**The exercise**
List each line in the entries below that contains the word "facade".

**Data section**

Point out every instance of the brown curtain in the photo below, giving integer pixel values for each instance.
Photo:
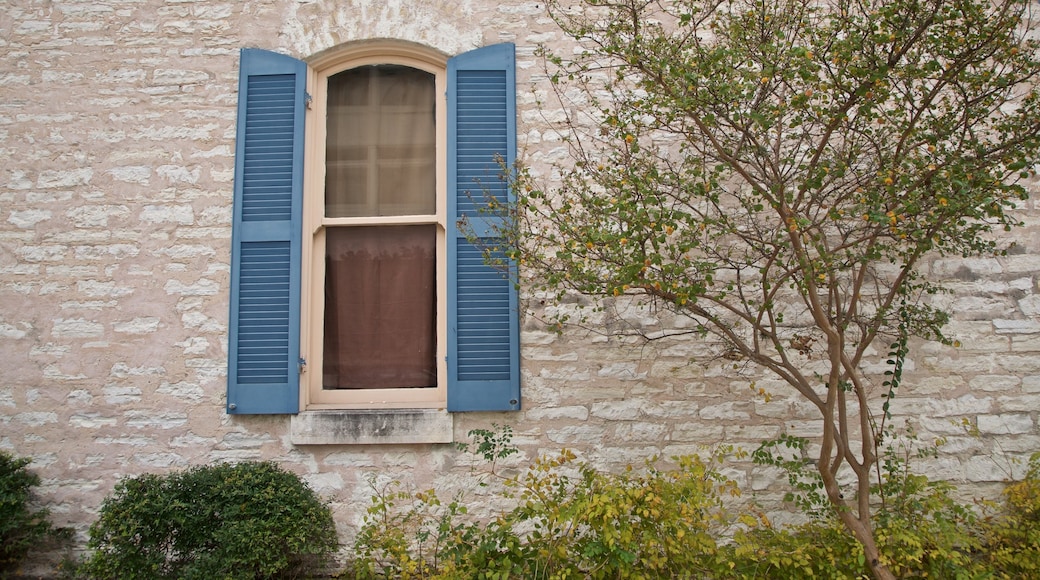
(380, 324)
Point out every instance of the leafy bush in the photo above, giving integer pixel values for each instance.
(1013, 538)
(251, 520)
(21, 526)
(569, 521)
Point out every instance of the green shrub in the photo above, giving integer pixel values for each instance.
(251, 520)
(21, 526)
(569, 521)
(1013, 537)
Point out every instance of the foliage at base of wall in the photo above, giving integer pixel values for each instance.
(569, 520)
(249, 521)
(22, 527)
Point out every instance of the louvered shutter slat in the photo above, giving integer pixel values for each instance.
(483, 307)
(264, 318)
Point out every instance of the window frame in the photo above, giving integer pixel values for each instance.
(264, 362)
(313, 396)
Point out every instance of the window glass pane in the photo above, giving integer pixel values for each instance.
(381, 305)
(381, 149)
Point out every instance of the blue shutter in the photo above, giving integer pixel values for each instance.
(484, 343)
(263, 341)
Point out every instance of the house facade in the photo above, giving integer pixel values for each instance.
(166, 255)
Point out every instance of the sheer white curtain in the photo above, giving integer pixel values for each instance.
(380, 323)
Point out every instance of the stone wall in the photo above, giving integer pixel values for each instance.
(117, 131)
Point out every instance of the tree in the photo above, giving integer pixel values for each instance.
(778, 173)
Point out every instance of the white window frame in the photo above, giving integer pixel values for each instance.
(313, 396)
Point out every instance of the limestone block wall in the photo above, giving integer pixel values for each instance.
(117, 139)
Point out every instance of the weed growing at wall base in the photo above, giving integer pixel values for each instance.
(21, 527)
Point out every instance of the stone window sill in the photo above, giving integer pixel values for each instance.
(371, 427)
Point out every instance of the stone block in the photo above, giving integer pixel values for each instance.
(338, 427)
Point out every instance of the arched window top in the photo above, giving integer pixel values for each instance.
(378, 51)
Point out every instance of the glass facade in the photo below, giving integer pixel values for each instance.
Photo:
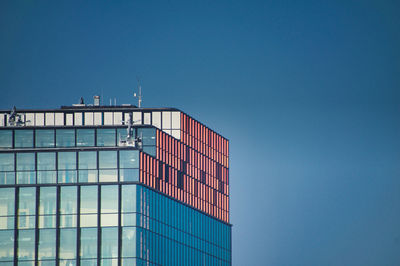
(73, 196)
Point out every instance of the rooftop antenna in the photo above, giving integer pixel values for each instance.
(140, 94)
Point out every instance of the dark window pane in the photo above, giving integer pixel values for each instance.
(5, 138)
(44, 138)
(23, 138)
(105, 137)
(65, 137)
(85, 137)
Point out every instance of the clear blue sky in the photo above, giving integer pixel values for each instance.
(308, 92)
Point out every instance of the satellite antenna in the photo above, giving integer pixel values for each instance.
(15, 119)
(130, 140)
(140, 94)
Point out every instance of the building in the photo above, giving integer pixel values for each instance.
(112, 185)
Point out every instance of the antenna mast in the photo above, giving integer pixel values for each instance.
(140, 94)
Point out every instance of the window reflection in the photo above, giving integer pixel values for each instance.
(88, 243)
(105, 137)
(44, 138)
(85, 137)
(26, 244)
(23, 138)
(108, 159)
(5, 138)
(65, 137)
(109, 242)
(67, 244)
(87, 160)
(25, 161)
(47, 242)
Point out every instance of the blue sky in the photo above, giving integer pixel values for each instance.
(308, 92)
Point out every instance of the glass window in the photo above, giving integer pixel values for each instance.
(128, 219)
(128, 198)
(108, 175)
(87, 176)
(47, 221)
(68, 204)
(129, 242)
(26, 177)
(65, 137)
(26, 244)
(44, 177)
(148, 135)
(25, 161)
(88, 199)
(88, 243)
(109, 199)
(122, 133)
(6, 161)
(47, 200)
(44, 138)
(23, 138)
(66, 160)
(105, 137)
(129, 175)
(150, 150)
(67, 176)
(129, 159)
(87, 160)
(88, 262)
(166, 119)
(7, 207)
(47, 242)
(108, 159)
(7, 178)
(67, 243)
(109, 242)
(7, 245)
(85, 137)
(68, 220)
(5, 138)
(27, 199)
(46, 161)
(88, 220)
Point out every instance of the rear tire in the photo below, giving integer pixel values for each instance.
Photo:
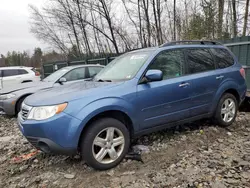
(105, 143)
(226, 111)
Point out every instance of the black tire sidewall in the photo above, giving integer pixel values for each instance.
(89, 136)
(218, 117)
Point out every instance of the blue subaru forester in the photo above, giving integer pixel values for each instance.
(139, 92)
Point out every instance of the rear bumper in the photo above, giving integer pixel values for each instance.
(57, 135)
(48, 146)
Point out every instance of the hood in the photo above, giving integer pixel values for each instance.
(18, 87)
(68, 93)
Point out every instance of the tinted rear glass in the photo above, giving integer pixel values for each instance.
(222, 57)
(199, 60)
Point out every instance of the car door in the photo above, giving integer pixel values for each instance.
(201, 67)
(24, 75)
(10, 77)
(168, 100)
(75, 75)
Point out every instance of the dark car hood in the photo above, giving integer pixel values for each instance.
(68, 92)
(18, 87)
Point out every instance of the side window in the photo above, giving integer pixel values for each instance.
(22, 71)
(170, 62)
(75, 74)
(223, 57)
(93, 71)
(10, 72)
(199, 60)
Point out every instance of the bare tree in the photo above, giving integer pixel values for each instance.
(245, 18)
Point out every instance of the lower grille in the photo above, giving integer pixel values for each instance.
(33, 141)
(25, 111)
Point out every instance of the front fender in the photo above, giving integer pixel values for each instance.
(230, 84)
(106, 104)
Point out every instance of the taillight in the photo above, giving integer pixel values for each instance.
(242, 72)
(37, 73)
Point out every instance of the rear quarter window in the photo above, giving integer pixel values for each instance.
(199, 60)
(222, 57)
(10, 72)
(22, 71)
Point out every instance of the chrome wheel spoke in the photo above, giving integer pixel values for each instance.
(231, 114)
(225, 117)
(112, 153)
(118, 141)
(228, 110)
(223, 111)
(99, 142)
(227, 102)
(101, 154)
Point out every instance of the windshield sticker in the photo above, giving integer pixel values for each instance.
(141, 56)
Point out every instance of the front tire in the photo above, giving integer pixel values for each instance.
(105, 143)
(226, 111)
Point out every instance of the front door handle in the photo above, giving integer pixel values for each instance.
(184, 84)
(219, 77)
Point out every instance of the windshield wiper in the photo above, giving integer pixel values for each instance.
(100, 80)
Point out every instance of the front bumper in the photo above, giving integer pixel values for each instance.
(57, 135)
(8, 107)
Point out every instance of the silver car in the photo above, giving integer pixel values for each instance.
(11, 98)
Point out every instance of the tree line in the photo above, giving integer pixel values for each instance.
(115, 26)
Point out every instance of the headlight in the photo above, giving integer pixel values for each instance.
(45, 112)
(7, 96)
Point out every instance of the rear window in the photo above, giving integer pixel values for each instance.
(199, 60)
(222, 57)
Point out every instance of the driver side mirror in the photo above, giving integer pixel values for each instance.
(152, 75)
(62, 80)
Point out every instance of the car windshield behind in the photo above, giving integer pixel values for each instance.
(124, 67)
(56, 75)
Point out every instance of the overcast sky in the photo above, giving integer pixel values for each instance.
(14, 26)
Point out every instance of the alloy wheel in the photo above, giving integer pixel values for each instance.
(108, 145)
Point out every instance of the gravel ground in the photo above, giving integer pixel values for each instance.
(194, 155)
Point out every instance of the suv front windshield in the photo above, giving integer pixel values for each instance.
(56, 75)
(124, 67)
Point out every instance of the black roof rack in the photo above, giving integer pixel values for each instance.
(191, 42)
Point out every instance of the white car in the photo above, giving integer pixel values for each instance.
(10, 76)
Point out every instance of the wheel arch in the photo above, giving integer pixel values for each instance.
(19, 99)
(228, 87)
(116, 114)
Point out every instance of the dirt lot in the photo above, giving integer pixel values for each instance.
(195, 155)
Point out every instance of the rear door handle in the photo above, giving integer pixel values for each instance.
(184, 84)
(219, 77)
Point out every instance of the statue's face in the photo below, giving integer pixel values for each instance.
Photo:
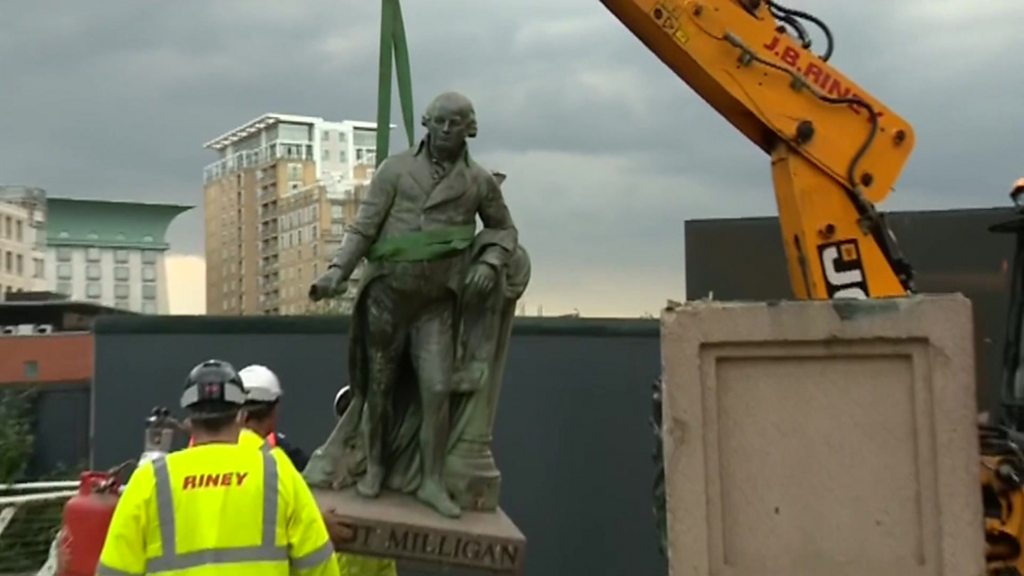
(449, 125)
---
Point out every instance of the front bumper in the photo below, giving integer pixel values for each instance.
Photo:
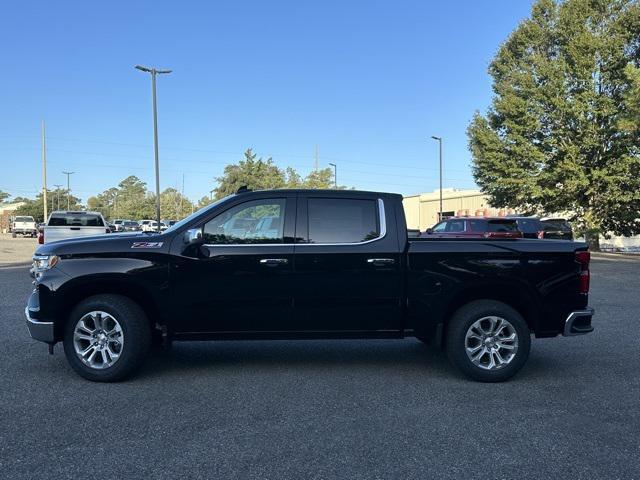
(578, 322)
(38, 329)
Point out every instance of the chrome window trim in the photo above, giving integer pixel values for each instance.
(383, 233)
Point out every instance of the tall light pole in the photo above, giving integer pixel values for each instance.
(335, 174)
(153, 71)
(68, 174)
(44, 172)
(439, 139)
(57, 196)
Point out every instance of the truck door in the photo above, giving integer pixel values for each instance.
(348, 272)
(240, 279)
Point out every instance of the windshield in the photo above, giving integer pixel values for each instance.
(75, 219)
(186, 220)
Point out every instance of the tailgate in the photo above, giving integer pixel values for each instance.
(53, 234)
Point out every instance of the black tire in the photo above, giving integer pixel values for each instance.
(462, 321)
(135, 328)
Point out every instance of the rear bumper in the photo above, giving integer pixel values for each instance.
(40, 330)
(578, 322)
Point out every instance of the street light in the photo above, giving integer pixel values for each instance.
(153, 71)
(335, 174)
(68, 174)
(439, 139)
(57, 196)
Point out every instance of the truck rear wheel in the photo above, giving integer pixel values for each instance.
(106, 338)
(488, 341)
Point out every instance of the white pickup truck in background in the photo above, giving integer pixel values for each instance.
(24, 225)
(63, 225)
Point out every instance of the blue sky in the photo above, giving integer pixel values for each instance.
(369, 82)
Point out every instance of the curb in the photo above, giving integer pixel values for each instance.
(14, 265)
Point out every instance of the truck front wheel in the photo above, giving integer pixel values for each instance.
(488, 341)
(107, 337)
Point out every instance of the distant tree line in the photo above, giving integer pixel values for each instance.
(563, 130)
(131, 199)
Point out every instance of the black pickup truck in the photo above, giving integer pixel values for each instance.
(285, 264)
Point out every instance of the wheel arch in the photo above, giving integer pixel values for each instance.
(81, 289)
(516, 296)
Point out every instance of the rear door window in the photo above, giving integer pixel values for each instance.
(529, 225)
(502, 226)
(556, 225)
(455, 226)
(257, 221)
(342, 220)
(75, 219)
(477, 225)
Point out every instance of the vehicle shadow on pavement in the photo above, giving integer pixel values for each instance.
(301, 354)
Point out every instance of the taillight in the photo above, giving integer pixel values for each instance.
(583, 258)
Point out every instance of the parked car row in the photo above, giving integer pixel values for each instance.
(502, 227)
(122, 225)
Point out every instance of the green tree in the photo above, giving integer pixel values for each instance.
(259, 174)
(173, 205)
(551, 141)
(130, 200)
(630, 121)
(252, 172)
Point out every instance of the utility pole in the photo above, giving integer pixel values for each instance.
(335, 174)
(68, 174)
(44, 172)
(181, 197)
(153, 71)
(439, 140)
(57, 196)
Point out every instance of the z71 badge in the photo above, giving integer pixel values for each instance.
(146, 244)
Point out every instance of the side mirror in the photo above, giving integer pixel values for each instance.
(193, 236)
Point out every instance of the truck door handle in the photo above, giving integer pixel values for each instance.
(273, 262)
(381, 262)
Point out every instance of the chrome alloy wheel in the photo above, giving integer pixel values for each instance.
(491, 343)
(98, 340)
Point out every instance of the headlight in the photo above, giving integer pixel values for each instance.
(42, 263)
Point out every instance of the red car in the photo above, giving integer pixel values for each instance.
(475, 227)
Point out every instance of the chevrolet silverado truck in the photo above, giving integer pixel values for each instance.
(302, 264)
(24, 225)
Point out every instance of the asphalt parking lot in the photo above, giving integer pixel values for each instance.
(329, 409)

**Expected answer**
Point out every instance of the house facade in the photo above, giving integer pixel values for each instance.
Point out every instance of the glass facade in the photo below, giving integer pixel values for each instance.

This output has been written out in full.